Arrange every line of the listing below as a JSON list of strings, one string per line, with blank lines omitted.

— Start of Material supplied —

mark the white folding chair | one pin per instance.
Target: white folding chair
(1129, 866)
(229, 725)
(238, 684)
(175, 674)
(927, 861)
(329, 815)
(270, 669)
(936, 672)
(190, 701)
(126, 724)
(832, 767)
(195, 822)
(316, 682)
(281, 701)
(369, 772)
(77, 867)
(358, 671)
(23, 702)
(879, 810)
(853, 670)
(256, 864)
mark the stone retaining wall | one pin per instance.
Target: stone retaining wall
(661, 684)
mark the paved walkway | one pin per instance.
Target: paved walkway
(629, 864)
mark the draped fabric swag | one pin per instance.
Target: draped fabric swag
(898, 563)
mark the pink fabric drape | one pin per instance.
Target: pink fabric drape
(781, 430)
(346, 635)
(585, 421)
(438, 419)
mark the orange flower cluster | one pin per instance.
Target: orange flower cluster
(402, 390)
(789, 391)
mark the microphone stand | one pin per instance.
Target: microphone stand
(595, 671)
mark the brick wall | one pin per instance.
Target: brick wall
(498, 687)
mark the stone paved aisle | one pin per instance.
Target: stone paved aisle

— End of Material supplied —

(Answer to this exercise):
[
  "mark the white folding chair | one pin per instance.",
  "Target: white folding chair",
  "(1129, 866)",
  "(229, 725)",
  "(238, 684)",
  "(175, 674)",
  "(927, 861)",
  "(329, 815)",
  "(270, 669)",
  "(936, 672)",
  "(190, 701)",
  "(126, 724)",
  "(832, 767)",
  "(195, 822)",
  "(316, 682)",
  "(281, 701)",
  "(369, 772)",
  "(77, 867)",
  "(358, 671)",
  "(23, 702)",
  "(879, 810)",
  "(853, 670)",
  "(256, 864)",
  "mark the stone retaining wall | one pin per instance.",
  "Target: stone retaining wall",
  "(661, 684)",
  "mark the paved walkway | one pin per instance.",
  "Target: paved walkway",
  "(629, 864)",
  "mark the draped fabric swag | one pin per instance.",
  "Target: draped fabric swag",
  "(898, 563)",
  "mark the pink fabric drape | one pin per instance.",
  "Target: pink fabric drape",
  "(781, 430)",
  "(346, 635)",
  "(585, 421)",
  "(438, 419)",
  "mark the orange flower cluster | one pin per instance.",
  "Target: orange flower cluster",
  "(402, 390)",
  "(789, 391)",
  "mark the microphone stand | one pin per instance.",
  "Target: microphone stand",
  "(595, 671)",
  "mark the brick wall | one pin per instance.",
  "Target: brick wall",
  "(498, 687)",
  "mark the stone paved aisle | one pin per instance.",
  "Target: stone paved aisle"
]